## TASK OBJECTIVE
In the text on public private partnerships, in which year was the PFI launched, and by whom?

## SOURCE EXTRACT
- - -

Free standing operations allowed the private sector to provide for design, construction, operation, maintenance and financing of an asset. The cost was recouped over the life of the asset.
The joint venture project may involve a mix of end user charges and public subsidy or contribution. There may be a direct contribution such as capital grants, contribution or other payments. In urban regeneration schemes, parties may donate surplus land as part of the consideration for regeneration for civic projects.
PFI was launched by the conservative government in 1992. The involvement of the of private sector in public service delivery dated back to 1980. The Chunnel Tunnel was one of the earliest private sector projects and it was awarded without public sector capital. Similarly a number of bridges including the Severn Bridge were built in accordance with PFI principles
The Irish PPP initiative was established in the late 1990s, based on experience with the PFI in the UK, the Irish PPP unit within the Department of Finance, published guidance and indicative approaches to a range of PPP issues.
The Public Private Partnership Act 2002 was passed to remove any doubts about the ability of Irish public authorities under their constituent statutes to enter public private partnership type arrangements. Most public bodies are set up under legislation which defines a limited power. Because the PP types of procurements and arrangements work wholly outside the traditional modus operandi of such bodies, a general piece of legislation was necessary to confirm the requisite powers.

- - -

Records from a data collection
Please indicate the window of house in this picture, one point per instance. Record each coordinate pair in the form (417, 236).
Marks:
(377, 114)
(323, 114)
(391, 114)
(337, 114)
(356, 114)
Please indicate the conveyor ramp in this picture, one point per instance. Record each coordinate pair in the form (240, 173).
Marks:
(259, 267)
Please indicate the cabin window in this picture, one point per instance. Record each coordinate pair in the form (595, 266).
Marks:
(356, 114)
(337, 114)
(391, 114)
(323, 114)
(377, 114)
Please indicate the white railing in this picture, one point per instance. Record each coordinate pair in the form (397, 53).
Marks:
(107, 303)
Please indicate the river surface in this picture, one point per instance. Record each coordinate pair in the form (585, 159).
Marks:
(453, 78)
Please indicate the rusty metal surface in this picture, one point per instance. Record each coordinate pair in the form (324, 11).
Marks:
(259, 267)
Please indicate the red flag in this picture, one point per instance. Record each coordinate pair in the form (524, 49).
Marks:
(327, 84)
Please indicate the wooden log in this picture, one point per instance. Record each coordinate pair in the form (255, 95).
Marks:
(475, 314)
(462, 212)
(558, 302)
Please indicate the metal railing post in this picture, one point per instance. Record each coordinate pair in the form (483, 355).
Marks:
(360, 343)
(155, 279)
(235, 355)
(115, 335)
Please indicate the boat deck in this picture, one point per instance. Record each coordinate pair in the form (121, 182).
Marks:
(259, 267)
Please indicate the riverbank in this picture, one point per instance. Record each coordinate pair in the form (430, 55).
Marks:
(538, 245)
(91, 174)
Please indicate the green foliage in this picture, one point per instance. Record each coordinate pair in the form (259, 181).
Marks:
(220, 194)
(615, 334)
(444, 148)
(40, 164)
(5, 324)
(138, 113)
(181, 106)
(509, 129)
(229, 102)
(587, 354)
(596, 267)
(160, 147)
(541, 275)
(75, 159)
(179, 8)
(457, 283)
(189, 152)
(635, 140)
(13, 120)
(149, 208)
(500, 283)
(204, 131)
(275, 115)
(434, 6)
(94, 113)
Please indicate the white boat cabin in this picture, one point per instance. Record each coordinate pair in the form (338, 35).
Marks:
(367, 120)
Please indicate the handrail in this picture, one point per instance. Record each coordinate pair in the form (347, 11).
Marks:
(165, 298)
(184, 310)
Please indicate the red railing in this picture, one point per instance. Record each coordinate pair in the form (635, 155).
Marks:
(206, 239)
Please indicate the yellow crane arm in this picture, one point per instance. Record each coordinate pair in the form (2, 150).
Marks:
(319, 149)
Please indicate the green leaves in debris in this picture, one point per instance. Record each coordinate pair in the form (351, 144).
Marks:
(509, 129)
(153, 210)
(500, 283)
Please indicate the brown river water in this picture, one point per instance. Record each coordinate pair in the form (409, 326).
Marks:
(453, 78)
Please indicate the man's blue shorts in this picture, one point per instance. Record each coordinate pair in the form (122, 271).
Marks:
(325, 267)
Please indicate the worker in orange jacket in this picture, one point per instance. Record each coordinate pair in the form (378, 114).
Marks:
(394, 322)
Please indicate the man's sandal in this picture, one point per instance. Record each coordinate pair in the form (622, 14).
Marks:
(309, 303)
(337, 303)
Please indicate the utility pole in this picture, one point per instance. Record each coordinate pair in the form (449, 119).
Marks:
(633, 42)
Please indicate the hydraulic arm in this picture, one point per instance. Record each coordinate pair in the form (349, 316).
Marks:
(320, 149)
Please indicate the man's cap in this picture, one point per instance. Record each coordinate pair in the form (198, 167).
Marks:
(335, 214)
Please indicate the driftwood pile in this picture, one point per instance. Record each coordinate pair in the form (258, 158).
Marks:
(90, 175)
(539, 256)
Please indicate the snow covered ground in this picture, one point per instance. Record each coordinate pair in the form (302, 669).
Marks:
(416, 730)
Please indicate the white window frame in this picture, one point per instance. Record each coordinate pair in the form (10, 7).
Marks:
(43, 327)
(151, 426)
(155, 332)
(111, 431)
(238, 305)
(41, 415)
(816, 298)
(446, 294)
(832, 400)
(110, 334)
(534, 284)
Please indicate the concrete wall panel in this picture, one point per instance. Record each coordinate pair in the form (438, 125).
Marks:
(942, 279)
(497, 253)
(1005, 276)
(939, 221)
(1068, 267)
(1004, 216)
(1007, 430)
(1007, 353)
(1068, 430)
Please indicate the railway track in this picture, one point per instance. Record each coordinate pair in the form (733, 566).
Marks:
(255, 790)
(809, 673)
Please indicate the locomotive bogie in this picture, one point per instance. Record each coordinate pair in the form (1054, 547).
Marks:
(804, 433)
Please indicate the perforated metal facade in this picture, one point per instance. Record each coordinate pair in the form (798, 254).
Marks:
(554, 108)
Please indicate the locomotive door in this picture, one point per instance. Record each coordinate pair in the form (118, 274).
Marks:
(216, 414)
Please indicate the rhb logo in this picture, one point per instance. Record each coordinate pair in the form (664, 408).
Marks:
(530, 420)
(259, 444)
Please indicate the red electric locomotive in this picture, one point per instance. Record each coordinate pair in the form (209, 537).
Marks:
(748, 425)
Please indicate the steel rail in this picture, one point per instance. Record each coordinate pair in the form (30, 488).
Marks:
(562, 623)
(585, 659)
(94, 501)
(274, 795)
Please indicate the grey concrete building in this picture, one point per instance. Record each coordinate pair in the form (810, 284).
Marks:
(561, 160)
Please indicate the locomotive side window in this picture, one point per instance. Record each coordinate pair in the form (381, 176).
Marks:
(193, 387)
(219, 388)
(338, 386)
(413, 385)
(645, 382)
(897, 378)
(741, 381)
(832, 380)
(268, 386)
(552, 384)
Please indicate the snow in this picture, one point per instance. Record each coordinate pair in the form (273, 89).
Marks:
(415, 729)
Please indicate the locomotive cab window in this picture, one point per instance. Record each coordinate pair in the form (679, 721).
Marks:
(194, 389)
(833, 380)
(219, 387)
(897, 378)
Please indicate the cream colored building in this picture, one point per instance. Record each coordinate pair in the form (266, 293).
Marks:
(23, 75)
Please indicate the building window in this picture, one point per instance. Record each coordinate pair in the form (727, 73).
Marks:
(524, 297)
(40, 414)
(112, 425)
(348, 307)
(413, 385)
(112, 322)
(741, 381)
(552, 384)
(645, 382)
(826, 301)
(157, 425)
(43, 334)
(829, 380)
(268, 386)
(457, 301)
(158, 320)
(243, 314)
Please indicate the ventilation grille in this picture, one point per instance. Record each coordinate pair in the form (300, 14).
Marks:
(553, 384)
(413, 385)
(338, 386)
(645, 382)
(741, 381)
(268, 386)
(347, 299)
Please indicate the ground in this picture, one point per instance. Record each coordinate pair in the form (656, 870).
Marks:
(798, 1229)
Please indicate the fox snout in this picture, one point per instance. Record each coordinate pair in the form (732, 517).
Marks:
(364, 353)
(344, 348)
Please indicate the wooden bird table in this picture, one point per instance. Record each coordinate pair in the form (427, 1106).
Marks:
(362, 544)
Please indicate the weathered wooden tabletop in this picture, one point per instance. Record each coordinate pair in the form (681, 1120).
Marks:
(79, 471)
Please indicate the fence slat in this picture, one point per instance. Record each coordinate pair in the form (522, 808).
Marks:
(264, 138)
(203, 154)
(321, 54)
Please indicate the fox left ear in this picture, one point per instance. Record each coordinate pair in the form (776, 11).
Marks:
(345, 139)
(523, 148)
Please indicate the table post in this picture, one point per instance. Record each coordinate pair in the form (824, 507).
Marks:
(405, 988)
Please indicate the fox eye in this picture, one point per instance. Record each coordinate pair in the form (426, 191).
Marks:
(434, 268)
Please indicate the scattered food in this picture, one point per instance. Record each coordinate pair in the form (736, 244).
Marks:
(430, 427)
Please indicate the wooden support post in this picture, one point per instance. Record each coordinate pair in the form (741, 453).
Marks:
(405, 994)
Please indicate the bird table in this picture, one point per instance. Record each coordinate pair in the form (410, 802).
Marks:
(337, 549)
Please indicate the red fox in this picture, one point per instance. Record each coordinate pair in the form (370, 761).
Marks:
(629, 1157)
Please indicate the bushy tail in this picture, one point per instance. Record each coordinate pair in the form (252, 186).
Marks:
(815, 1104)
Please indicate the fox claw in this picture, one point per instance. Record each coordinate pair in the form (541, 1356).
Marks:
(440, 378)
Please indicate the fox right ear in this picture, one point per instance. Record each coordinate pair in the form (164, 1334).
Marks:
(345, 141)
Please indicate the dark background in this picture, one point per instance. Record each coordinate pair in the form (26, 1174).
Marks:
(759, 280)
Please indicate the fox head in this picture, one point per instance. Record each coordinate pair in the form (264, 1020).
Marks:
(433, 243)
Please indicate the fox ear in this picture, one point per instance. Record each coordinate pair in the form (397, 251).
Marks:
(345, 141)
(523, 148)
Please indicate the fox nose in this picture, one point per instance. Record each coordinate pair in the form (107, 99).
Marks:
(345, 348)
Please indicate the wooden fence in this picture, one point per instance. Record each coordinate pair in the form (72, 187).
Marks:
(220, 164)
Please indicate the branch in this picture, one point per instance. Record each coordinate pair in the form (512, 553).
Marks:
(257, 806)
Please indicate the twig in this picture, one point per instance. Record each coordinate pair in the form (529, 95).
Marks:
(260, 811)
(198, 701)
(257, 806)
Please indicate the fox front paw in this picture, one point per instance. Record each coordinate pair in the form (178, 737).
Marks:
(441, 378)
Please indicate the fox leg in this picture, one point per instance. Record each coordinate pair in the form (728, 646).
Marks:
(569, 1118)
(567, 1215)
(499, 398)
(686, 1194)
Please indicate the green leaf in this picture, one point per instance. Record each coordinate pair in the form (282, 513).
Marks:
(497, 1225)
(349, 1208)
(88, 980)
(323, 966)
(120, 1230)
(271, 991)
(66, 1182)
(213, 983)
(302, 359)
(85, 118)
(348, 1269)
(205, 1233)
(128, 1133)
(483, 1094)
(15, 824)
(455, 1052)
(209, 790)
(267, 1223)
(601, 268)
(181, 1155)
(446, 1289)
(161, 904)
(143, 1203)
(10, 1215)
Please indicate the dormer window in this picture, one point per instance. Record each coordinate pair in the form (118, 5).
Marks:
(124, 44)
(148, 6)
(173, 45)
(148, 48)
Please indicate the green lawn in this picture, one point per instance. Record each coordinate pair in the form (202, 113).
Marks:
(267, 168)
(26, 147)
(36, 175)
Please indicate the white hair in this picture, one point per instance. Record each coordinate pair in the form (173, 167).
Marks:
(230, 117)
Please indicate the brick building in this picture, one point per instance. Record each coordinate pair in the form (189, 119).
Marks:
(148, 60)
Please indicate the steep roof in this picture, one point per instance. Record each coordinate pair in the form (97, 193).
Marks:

- - -

## FINISHED ANSWER
The PFI was launched by the conservative government in 1992.